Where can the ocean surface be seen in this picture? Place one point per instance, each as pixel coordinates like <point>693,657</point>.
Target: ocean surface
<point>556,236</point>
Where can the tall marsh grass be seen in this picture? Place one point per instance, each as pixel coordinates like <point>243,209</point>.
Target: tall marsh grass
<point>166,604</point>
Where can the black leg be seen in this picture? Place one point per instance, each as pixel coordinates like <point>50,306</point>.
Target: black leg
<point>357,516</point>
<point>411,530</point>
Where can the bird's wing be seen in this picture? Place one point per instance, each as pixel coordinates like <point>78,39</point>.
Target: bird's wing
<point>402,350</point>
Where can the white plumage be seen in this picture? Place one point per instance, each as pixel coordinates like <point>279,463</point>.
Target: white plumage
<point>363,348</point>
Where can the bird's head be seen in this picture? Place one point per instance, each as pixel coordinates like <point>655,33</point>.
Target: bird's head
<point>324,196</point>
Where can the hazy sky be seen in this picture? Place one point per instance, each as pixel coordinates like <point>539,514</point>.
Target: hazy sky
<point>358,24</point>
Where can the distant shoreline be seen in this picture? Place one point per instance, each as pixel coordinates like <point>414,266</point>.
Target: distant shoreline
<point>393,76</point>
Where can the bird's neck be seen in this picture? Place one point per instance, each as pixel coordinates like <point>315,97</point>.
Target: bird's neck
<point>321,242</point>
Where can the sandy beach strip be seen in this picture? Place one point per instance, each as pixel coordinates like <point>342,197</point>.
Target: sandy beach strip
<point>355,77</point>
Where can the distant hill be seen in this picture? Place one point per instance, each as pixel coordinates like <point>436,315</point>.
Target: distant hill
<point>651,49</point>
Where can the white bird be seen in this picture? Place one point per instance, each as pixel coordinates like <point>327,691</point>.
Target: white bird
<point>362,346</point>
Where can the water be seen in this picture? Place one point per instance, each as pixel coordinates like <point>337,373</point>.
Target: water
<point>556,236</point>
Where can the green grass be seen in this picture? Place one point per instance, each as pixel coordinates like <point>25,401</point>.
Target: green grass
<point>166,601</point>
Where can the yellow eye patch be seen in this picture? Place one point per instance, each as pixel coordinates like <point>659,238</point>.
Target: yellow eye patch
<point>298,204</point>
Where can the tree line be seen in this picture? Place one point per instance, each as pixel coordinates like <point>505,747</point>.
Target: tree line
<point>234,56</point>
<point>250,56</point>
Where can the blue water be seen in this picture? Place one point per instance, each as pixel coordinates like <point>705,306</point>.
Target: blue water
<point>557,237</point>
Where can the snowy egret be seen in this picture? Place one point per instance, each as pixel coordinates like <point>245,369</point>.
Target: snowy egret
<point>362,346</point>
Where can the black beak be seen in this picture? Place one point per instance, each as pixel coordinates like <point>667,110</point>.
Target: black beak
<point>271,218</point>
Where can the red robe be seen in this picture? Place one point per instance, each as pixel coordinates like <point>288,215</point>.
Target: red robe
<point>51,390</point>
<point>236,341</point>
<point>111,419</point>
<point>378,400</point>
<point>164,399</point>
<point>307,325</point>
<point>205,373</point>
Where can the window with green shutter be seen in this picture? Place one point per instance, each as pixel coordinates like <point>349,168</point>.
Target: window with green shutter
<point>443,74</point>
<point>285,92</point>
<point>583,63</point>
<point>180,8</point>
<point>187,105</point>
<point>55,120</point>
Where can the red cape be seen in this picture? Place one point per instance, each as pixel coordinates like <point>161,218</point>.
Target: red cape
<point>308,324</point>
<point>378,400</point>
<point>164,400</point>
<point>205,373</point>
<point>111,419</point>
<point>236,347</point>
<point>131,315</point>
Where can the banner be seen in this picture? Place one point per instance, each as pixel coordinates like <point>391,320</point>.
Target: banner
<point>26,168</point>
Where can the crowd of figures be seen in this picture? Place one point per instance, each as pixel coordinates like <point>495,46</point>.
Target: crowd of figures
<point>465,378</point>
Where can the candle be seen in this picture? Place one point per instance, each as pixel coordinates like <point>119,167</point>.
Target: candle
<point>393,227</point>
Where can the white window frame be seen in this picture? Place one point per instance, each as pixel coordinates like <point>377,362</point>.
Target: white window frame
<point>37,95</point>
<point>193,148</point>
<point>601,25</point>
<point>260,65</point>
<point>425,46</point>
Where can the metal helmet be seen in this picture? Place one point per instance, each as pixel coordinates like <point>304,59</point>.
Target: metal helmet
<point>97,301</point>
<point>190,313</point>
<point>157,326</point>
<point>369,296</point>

---+---

[What you are asked to do]:
Give back the lines above exactly, from the one with "Where can the red cape" through the last line.

[Expected output]:
Where can the red cape be seen in this picture? Place one point per instance, each as pixel coordinates like <point>161,218</point>.
Target: red cape
<point>308,324</point>
<point>378,400</point>
<point>164,400</point>
<point>205,373</point>
<point>111,419</point>
<point>236,347</point>
<point>131,315</point>
Where can the banner be seen in this picture? Place one point per instance, each as pixel coordinates like <point>391,320</point>.
Target: banner
<point>26,168</point>
Where can the crowd of figures be seen in this picture? Place one point per instance, each as pixel coordinates like <point>495,46</point>.
Target: crowd of figures
<point>465,378</point>
Where can the candle be seen in this picture? Place one point per instance, each as pixel coordinates like <point>119,167</point>.
Target: candle
<point>393,227</point>
Where can the white window frame be seen in this picture? Place one point per instance, each as pixel coordinates like <point>377,362</point>.
Target: white window frame
<point>37,95</point>
<point>193,148</point>
<point>601,25</point>
<point>260,65</point>
<point>425,46</point>
Where can the metal helmet be seen in this picture? Place one point per instance, each as pixel coordinates like <point>304,59</point>.
Target: metal helmet
<point>97,301</point>
<point>190,313</point>
<point>157,326</point>
<point>369,296</point>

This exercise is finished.